## About this exercise
What is needed is an exact printout of all the data.
======== Working data
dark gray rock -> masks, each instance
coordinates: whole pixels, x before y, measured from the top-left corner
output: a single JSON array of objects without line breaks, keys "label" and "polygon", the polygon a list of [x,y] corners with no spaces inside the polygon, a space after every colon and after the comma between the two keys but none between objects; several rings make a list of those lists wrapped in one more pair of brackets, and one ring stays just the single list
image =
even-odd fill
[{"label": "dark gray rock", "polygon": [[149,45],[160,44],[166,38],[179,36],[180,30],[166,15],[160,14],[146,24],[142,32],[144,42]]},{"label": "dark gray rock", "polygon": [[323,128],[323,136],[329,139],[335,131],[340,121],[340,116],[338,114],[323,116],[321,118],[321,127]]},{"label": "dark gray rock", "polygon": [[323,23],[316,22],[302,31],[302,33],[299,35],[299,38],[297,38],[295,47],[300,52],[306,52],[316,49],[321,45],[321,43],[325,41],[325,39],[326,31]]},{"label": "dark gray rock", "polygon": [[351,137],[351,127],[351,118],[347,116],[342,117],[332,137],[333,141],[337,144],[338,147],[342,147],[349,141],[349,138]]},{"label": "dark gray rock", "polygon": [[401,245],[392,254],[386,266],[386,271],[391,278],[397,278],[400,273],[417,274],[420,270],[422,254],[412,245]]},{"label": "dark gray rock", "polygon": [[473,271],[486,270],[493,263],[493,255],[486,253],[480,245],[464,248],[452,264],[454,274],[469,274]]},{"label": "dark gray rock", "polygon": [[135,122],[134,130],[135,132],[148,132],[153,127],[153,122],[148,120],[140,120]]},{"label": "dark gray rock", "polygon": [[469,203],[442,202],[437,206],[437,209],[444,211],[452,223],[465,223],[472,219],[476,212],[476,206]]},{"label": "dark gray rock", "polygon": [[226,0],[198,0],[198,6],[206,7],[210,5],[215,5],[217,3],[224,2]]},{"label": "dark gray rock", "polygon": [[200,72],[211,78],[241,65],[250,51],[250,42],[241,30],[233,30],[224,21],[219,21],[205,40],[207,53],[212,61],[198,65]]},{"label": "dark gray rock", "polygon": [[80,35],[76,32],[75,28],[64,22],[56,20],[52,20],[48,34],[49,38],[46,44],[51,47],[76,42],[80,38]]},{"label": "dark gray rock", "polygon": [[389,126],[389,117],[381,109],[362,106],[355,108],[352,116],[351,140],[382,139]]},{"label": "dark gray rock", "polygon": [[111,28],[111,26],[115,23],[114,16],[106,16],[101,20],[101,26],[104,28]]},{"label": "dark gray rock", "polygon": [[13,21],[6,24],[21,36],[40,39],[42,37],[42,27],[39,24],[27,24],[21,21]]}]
================
## Output
dark gray rock -> masks, each instance
coordinates: whole pixels, x before y, measured from the top-left corner
output: a single JSON array of objects without line breaks, keys "label" and "polygon", the polygon a list of [x,y] corners with no spaces inside the polygon, a space after every colon and after the comma between the two keys but none between objects; several rings make a list of those lists wrapped in one more pair of brackets, and one ring stays just the single list
image =
even-odd fill
[{"label": "dark gray rock", "polygon": [[149,45],[160,44],[166,38],[179,36],[180,30],[166,15],[160,14],[146,24],[142,32],[144,42]]},{"label": "dark gray rock", "polygon": [[323,128],[323,136],[329,139],[335,131],[340,121],[340,116],[338,114],[323,116],[321,118],[321,127]]},{"label": "dark gray rock", "polygon": [[323,23],[316,22],[302,31],[302,33],[299,35],[299,38],[297,38],[295,47],[300,52],[306,52],[316,49],[321,45],[321,43],[325,41],[325,39],[326,31]]},{"label": "dark gray rock", "polygon": [[351,137],[351,127],[351,118],[347,116],[342,117],[332,137],[333,141],[337,144],[338,147],[342,147],[349,141],[349,138]]},{"label": "dark gray rock", "polygon": [[401,245],[392,254],[386,266],[386,271],[391,278],[397,278],[400,273],[417,274],[420,270],[422,254],[412,245]]},{"label": "dark gray rock", "polygon": [[473,271],[486,270],[493,263],[493,255],[486,253],[480,245],[464,248],[452,264],[454,274],[469,274]]},{"label": "dark gray rock", "polygon": [[135,122],[134,130],[135,132],[148,132],[153,127],[153,122],[148,120],[140,120]]},{"label": "dark gray rock", "polygon": [[469,203],[442,202],[437,206],[437,209],[444,211],[452,223],[465,223],[472,219],[476,212],[476,206]]},{"label": "dark gray rock", "polygon": [[226,0],[198,0],[198,6],[206,7],[210,5],[215,5],[217,3],[224,2]]},{"label": "dark gray rock", "polygon": [[200,72],[211,78],[241,65],[250,51],[250,42],[241,30],[233,30],[224,21],[219,21],[205,40],[207,53],[212,61],[198,65]]},{"label": "dark gray rock", "polygon": [[80,35],[76,32],[75,28],[64,22],[56,20],[52,20],[48,34],[49,38],[46,44],[51,47],[76,42],[80,38]]},{"label": "dark gray rock", "polygon": [[389,126],[389,117],[381,109],[362,106],[355,108],[352,116],[351,140],[382,139]]},{"label": "dark gray rock", "polygon": [[111,28],[111,26],[115,23],[114,16],[106,16],[101,20],[101,26],[104,28]]},{"label": "dark gray rock", "polygon": [[13,21],[6,24],[21,36],[40,39],[42,37],[42,27],[39,24],[27,24],[21,21]]}]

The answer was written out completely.